In accordance with the instructions to the Letter of Transmittal, shareholders desiring to tender Shares must specify (1) whether Shares are tendered pursuant to an Auction Tender or a Purchase Price Tender and (2) if an Auction Tender is made, the price, not greater than $35.00 nor less than $33.00 per Share (in increments of $0.25), at which they are willing to sell their Shares to the Company in the Offer.  Promptly after the Expiration Date, assuming the conditions of the Offer have been satisfied or waived, the Company will, upon the terms and subject to the conditions of the Offer, determine a single price per Share (the “Purchase Price”) (which will be not more than $35.00 and not less than $33.00 per Share) that it will pay, subject to proration, for Shares properly tendered pursuant to the Offer and not properly withdrawn, and accepted for purchase, taking into account the number of Shares tendered pursuant to Auction Tenders and Purchase Price Tenders and the prices specified by shareholders tendering Shares pursuant to Auction Tenders.  Shares properly tendered pursuant to Purchase Price Tenders will be deemed to have been tendered at a price of $33.00 per Share for purposes of determining the Purchase Price (which is the minimum price per Share pursuant to the Offer). The Purchase Price will be the lowest price per Share of not more than $35.00 and not less than $33.00 per Share at which Shares have been properly tendered or have been deemed to be tendered pursuant to the Offer that will enable the Company to purchase the maximum number of Shares properly tendered pursuant to the Offer and not properly withdrawn, having an aggregate purchase price not exceeding $140,000,000.  All Shares purchased in the Offer will be purchased at the same Purchase Price regardless of whether the shareholder tendered at a lower price.  However, because of the “odd lot” priority, proration and conditional tender provisions described in the Offer to Purchase, all of the Shares tendered at or below the Purchase Price may not be purchased if more than the number of Shares the Company seeks are properly tendered and not properly withdrawn. Only Shares properly tendered at prices at or below the Purchase Price, and not properly withdrawn, will be eligible to be purchased. Shares tendered but not purchased pursuant to the Offer will be returned promptly following the Expiration Date.

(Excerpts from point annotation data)
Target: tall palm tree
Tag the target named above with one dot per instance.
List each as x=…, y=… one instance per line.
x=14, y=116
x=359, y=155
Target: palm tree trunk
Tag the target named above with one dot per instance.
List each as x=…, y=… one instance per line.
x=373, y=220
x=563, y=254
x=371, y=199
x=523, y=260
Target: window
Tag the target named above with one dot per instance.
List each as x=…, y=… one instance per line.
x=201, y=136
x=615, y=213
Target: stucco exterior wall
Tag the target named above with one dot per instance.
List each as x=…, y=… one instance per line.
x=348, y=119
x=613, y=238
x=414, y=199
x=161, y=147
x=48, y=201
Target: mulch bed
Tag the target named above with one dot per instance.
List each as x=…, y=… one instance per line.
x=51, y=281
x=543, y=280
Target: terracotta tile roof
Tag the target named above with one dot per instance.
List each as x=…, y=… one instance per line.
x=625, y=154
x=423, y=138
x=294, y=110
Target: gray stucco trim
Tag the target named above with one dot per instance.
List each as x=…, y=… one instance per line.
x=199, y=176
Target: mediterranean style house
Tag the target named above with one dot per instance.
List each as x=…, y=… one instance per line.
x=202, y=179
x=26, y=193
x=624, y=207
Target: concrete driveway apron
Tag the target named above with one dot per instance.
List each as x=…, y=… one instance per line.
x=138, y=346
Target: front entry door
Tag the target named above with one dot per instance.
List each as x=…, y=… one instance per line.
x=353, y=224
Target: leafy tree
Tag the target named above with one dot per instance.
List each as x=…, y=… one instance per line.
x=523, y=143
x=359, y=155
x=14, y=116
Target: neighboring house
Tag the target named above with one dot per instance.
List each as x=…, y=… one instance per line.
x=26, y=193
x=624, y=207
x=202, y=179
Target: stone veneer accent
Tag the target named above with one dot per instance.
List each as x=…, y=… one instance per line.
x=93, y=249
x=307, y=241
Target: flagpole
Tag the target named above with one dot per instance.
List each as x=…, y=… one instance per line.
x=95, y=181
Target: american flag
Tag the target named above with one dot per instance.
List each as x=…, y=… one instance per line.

What you need to do
A) According to the tender offer excerpt, at what price per Share are Shares tendered pursuant to Purchase Price Tenders deemed to have been tendered when the Purchase Price is determined?
B) Write out the entries word for word, starting at the line that contains "Target: window" and continuing through the last line of the entries.

Response list
A) $33.00 per Share.

B)
Target: window
Tag the target named above with one dot per instance.
List each as x=…, y=… one instance per line.
x=201, y=136
x=615, y=213
Target: stucco exterior wall
Tag the target named above with one dot per instance.
List each as x=…, y=… one instance per line.
x=348, y=119
x=613, y=238
x=414, y=199
x=161, y=147
x=48, y=201
Target: mulch bed
Tag the target named above with one dot per instance.
List each as x=…, y=… one instance per line.
x=51, y=281
x=543, y=280
Target: terracotta tile roof
Tag the target named above with one dot per instance.
List each as x=…, y=… one instance per line.
x=625, y=154
x=423, y=138
x=294, y=110
Target: gray stucco trim
Tag the target named above with one dot per instance.
List each as x=…, y=… one instance per line.
x=199, y=176
Target: mediterranean style house
Tag the target named above with one dot per instance.
List each as x=…, y=… one instance per line.
x=202, y=179
x=26, y=193
x=624, y=207
Target: concrete driveway apron
Tag the target named above with one dot per instance.
List each as x=…, y=… one instance per line.
x=138, y=346
Target: front entry door
Tag the target named above with one dot per instance.
List each as x=…, y=… one instance per line.
x=353, y=224
Target: leafy tree
Tag the target named above with one dot per instance.
List each as x=…, y=… one instance per line.
x=523, y=143
x=359, y=155
x=14, y=116
Target: neighboring house
Tag the target named above with one dot per instance.
List each as x=…, y=… one instance per line.
x=26, y=193
x=624, y=207
x=202, y=179
Target: stone veneer accent
Tag the target named above with one dot per instance.
List each as x=…, y=… one instance per line.
x=93, y=249
x=307, y=241
Target: flagpole
Tag the target named above with one dot per instance.
List each as x=…, y=… one instance per line.
x=95, y=181
Target: american flag
Tag the target named above with one dot per instance.
List each as x=…, y=… one instance per line.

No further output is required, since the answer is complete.